What the task asks: Rewrite all the entries that follow as a single numbered list, leaving out any blank lines.
• • • • •
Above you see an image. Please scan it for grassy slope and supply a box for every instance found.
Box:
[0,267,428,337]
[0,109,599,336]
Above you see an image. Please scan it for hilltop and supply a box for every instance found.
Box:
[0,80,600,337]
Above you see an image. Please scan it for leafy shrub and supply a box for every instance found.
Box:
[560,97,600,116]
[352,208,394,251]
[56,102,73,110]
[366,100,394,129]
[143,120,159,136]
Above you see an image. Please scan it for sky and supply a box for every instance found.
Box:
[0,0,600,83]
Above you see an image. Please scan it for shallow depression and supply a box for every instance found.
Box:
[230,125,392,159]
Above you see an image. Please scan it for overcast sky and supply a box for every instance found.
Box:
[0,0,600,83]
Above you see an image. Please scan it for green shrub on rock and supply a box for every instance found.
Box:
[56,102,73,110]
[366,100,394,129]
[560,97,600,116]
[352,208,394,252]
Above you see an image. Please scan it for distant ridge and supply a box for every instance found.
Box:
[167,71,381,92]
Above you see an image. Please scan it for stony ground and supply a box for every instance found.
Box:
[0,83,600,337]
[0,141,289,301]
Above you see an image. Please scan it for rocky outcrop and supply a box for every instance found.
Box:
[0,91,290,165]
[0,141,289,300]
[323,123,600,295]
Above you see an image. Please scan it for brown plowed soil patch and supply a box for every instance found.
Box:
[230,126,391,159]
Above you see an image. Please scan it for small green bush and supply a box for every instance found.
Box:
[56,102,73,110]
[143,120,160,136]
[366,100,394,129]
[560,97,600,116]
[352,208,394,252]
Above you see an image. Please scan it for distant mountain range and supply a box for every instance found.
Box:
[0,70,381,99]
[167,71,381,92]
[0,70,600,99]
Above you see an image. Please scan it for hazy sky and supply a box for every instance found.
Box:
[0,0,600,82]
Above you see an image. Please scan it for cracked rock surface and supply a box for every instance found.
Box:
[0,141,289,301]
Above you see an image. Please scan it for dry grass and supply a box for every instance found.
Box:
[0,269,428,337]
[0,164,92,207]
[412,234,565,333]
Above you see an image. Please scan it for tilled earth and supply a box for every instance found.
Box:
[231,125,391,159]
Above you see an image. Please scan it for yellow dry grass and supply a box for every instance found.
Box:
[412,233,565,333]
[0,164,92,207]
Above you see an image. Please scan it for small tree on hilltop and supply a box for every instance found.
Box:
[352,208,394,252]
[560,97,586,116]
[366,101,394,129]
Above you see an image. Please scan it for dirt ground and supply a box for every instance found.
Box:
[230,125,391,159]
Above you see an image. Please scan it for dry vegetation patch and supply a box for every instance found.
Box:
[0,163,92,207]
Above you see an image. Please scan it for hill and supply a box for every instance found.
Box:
• • • • •
Exercise output:
1. Above you see an image. Please scan it for grassy slope and supply a box for every instance found.
2. Box:
3. [0,267,428,337]
4. [0,109,599,336]
5. Above you see an image. Please scan it for hilltop and supply a box for every instance found.
6. Box:
7. [0,80,600,337]
8. Above you see an image. Please scan it for leafy shrub and supply a box for every instance found.
9. Box:
10. [560,97,600,116]
11. [352,208,394,251]
12. [56,102,73,110]
13. [366,100,394,129]
14. [143,120,159,136]
15. Above you see an image. Please scan it for sky and supply a box for every instance found.
16. Box:
17. [0,0,600,83]
18. Above you see an image. Please scan it for shallow depression and supply a box for every instance found.
19. Box:
20. [230,125,392,159]
21. Above you see an image. Please scan it for overcast sky and supply a box for every instance found.
22. Box:
23. [0,0,600,83]
24. Above you see an image. Please scan it for green shrub on rock and supply a box for every instance found.
25. Box:
26. [56,102,73,110]
27. [366,100,394,129]
28. [560,97,600,116]
29. [352,208,394,252]
30. Above you see an image. Please scan it for distant ridge and supply a box for every instance found.
31. Box:
32. [167,71,381,92]
33. Above you see an image. Please scan it for stony ground and supply a box for every instance found.
34. Box:
35. [0,83,600,337]
36. [0,141,289,301]
37. Above you see an image. Please scan it for rocky outcrop and supply a box for every instance found.
38. Box:
39. [0,91,290,165]
40. [0,141,289,300]
41. [323,123,600,295]
42. Above you see an image. Please scan it for brown plowed soil patch and supply a box for every instance found.
43. Box:
44. [230,126,391,159]
45. Above you see an image. Please scan it for small green bush and supply a box for every instance found.
46. Box:
47. [56,102,73,110]
48. [143,120,160,136]
49. [366,100,394,129]
50. [560,97,600,116]
51. [352,208,394,252]
52. Above you see an image. Please scan it for distant mountain range and supply a box for every instance found.
53. Box:
54. [0,70,381,99]
55. [167,71,381,92]
56. [0,70,600,99]
57. Above you see an image. Please scan it for hazy sky and supply a box for every instance found.
58. Box:
59. [0,0,600,82]
60. Above you see an image. Please scan it for cracked rock surface and supply a box for every instance found.
61. Box:
62. [0,141,289,301]
63. Above you see an image. Please scan it for dry grass and supply a box for every instance found.
64. Box:
65. [0,269,428,337]
66. [0,164,92,207]
67. [412,234,565,333]
68. Above you see an image. Please scan it for tilled earth and supply a box for every instance found.
69. Box:
70. [231,125,391,159]
71. Above you see an image. Please scan it for yellow dry grass and supply a box for every instance found.
72. Box:
73. [412,233,565,333]
74. [0,164,92,207]
75. Above you see an image. Please scan it for small tree on hilltop and supply a box for every instance found.
76. Box:
77. [352,208,394,252]
78. [560,97,586,116]
79. [366,101,394,129]
80. Above you see an image. Please scan it for dirt ground and supply a box for every instance found.
81. Box:
82. [230,125,391,159]
83. Above you see an image. Please scan it for dry vegetation patch and supply a box for every instance found.
84. Box:
85. [0,163,92,207]
86. Above you see an image. Please scan it for hill and supply a box for every instance found.
87. Box:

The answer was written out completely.